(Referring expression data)
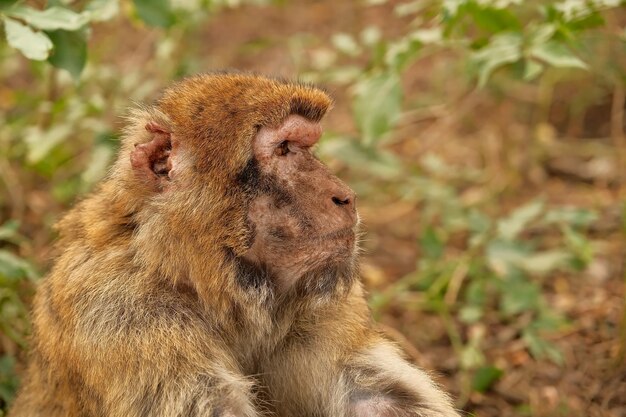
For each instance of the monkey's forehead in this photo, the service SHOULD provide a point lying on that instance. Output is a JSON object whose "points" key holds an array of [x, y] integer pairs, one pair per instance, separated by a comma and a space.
{"points": [[242, 98]]}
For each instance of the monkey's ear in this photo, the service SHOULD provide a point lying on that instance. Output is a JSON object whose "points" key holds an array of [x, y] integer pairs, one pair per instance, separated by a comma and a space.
{"points": [[152, 160]]}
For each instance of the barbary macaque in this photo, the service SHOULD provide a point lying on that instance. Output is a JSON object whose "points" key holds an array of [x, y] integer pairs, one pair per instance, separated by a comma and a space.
{"points": [[213, 273]]}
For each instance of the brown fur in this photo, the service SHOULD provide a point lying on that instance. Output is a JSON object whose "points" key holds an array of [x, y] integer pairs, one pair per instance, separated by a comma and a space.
{"points": [[151, 310]]}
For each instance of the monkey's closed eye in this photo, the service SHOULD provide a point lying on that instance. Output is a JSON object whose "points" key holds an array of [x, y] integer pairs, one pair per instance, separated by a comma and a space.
{"points": [[282, 149]]}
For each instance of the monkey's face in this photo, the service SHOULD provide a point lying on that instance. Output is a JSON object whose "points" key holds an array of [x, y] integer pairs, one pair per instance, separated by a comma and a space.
{"points": [[302, 218]]}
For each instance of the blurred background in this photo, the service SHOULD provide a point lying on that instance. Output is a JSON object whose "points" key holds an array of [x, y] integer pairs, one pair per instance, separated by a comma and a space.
{"points": [[485, 139]]}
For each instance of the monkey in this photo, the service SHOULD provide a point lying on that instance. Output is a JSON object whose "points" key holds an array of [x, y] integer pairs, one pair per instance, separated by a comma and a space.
{"points": [[214, 273]]}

### ASSIGNED TASK
Where the line containing "For each instance of the monkey in" appears in the data above, begin there and reproduce every line to the end exactly; include nothing else.

### ANSWER TO THIS PROBLEM
For each instance of the monkey in this photo, the service SHOULD provide a point lying on that instance. Output is a JSON object whose "points" key holds an array of [x, y] integer pairs, one pair per instance, separated by a comma and a space.
{"points": [[214, 273]]}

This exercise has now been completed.